* **Gösterilen metin**
————

ABTTF
TR
HABER BÜLTENİMİZE KAYIT OLUN Bülten İcon
Batı Trakya

İki dilli anaokulları talebimiz BM İnsan Hakları Konseyi’ne bildirildi

17.09.2008
Avrupa Batı Trakya Türk Federasyonu (ABTTF), 8-26 Eylül 2008 tarihlerinde İsviçre’nin Cenevre kentinde düzenlenen Birleşmiş Milletler İnsan Hakları Konseyi’nin 9. Oturumu’na yazılı bir bildiri sundu. Viyana Deklarasyonu’nun Takip Edilmesi ve Uygulanması ve Eylem Programı gündem maddesi ile ABTTF, “Anadilde Eğitim Hakkı: Anaokullarında İki Dilli Eğitim“ başlıklı yazılı bildirisinde, Batı Trakya Türk Azınlığı’nın iki dilli anaokulları talebini gündeme taşıdı.

ABTTF, Batı Trakya’daki Türk Azınlığı’nın gelecek nesillerdeki azınlık çocukları için anaokulu eğitiminin yaşamsal bir öneme sahip olduğunu kabul etmekle birlikte Türk Azınlığı’nın çoğunluk olarak yaşadığı bölgelerde Yunan dilinde eğitimin verildiği devlet anaokulları yerine iki dilli azınlık anaokulları kurulmasında kararlı olduğunu ifade etmiştir.

ABTTF: İki dilli anaokullar Azınlığımızın yasal hakkı ve meşru talebidir

3518/2006 sayılı yasa ile zorunlu eğitimin on yıla çıkarılması ile birlikte öğrencilerin okul öncesi eğitime katılmaları konusu gözden geçirilmiş (Madde 73); beş yaşını tamamlayan çocuklar için anaokuluna gitme zorunluluğu getirilmiş, ancak sözkonusu yasa Yunanistan’da yaşayan çocuklar arasında etnik ve kültürel farklılıkları gözetmediğinden beş yaşını tamamlayan azınlık çocukları da Eğitim Bakanlığı’na bağlı çoğunluğa ait devlet anaokullarına gitmek zorunda bırakılmışlardır. 1923 Lozan Anlaşması, 1951 Kültür Protokolü ve 1968 Türk-Yunan Kültür Komisyonu Protokolü’nün hükümlerine göre Azınlık’ın ana dilde eğitim hakkına ve kendi eğitim kurumlarının yönetimi konusunda özerkliğe sahip olduğu ifade edilen Batı Trakya Türk Azınlığı’nın, 1951 Kültür Protokolü’nün yerini alan 2000 tarihli İkili Anlaşma’nın hükümlerine göre Yunanistan ve Türkiye arasında eğitim alanında işbirliğinin Avrupa Konseyi, AGİT ve UNESCO uluslararası modeline göre yürütülmesinin kararlaştırıldığı hatırlatılarak anaokulların iki dilli olması gerektiğine dikkat çekilmektedir.

————

* **Veri satırları**
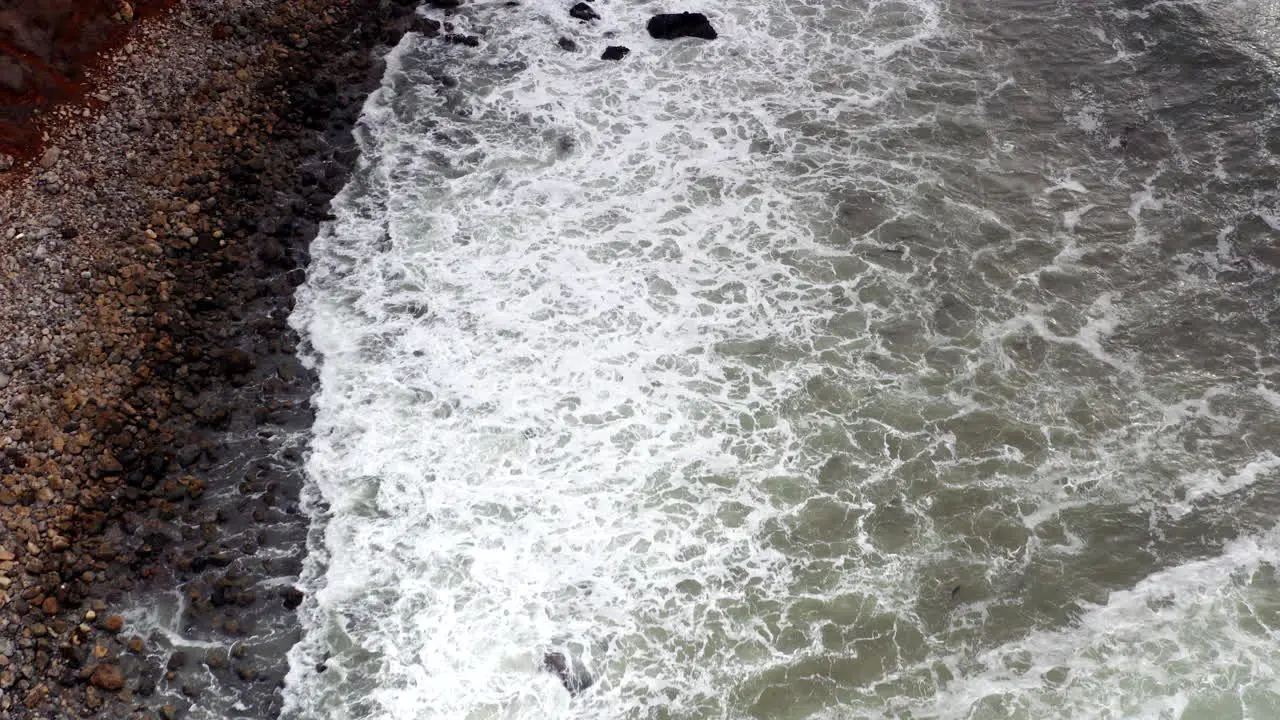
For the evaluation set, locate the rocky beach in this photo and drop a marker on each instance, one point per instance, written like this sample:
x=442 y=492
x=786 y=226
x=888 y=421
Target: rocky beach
x=154 y=223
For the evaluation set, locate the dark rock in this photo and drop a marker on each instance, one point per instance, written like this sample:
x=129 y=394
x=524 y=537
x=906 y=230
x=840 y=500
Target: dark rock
x=177 y=660
x=425 y=27
x=584 y=13
x=236 y=361
x=571 y=674
x=469 y=40
x=106 y=677
x=681 y=24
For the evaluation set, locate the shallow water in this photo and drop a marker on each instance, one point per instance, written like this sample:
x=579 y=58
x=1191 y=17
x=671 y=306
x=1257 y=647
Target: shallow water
x=876 y=359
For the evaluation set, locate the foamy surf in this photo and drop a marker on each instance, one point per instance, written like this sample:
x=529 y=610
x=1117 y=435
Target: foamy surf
x=720 y=372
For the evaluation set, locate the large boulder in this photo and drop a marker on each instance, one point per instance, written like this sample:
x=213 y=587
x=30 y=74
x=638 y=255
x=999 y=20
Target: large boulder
x=671 y=26
x=584 y=13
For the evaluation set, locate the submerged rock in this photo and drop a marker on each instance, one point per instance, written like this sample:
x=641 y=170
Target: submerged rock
x=584 y=12
x=571 y=674
x=670 y=26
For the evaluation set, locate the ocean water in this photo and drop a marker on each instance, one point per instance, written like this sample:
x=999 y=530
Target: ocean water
x=880 y=359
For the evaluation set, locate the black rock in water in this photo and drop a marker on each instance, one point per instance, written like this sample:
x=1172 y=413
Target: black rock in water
x=456 y=39
x=681 y=24
x=574 y=677
x=584 y=12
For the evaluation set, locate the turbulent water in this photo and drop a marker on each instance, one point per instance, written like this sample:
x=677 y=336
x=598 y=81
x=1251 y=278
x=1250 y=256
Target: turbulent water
x=905 y=359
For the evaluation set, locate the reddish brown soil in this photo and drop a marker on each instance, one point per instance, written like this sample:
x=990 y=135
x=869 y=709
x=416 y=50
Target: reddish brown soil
x=48 y=50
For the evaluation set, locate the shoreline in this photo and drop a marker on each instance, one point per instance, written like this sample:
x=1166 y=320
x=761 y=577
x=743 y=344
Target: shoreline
x=151 y=405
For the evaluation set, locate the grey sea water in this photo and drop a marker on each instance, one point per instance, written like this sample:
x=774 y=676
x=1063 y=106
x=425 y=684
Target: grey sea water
x=903 y=359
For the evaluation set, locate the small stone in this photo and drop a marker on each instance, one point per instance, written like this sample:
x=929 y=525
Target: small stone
x=50 y=158
x=177 y=660
x=106 y=677
x=109 y=465
x=584 y=13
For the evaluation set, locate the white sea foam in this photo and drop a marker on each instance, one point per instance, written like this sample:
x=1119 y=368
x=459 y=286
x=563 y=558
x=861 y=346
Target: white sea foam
x=663 y=364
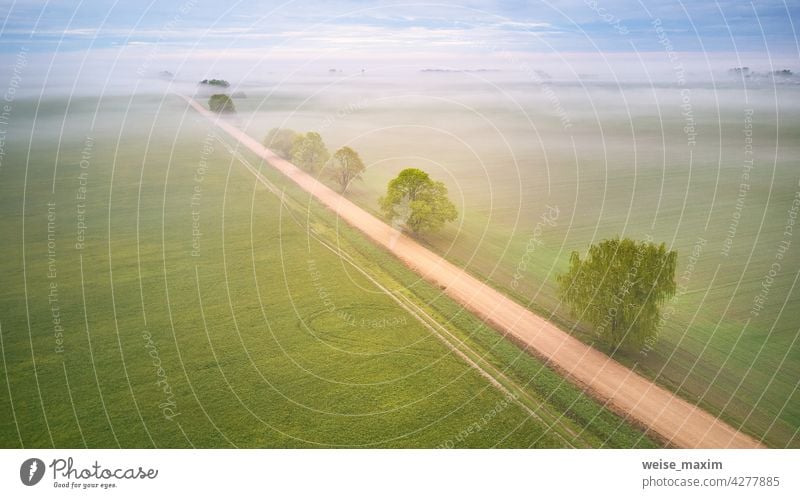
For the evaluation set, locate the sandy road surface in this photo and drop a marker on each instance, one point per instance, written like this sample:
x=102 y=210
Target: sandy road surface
x=663 y=413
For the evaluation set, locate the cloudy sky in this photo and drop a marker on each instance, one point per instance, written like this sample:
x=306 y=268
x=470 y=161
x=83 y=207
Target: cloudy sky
x=466 y=34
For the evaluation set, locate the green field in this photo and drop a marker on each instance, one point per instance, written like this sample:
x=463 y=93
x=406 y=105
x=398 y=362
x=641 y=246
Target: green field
x=623 y=167
x=155 y=294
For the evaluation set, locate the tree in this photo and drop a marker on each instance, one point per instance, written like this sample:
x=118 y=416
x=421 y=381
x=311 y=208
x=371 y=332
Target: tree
x=619 y=288
x=281 y=140
x=215 y=82
x=309 y=151
x=221 y=103
x=419 y=202
x=347 y=166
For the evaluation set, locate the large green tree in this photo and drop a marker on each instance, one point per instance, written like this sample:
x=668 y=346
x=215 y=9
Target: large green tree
x=281 y=140
x=417 y=201
x=309 y=151
x=619 y=288
x=221 y=103
x=347 y=166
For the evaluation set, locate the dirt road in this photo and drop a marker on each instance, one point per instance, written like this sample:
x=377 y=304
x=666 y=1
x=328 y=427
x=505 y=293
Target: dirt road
x=669 y=417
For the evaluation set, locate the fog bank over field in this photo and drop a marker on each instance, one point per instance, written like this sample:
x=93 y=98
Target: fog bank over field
x=141 y=68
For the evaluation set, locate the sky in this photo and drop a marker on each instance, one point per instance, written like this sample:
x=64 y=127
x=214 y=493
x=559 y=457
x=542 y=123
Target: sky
x=563 y=38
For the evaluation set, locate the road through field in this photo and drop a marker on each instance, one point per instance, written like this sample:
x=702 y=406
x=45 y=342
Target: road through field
x=663 y=413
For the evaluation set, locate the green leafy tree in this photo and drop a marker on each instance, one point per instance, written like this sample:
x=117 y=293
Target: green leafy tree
x=215 y=82
x=619 y=288
x=221 y=103
x=347 y=166
x=309 y=151
x=417 y=201
x=281 y=140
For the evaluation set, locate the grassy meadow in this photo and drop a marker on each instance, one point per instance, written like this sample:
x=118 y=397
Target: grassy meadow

————

* **Yapılacak iş**
İki dilli anaokullarıyla ilgili metnin "İki dilli anaokulları" sözlerini içeren yerinden başlayıp "talebini gündeme taşıdı." sözlerinden sonra bitirerek aradaki bölümü harfi harfine aktarın.

* **Çözüm**
İki dilli anaokulları talebimiz BM İnsan Hakları Konseyi’ne bildirildi

17.09.2008
Avrupa Batı Trakya Türk Federasyonu (ABTTF), 8-26 Eylül 2008 tarihlerinde İsviçre’nin Cenevre kentinde düzenlenen Birleşmiş Milletler İnsan Hakları Konseyi’nin 9. Oturumu’na yazılı bir bildiri sundu. Viyana Deklarasyonu’nun Takip Edilmesi ve Uygulanması ve Eylem Programı gündem maddesi ile ABTTF, “Anadilde Eğitim Hakkı: Anaokullarında İki Dilli Eğitim“ başlıklı yazılı bildirisinde, Batı Trakya Türk Azınlığı’nın iki dilli anaokulları talebini gündeme taşıdı.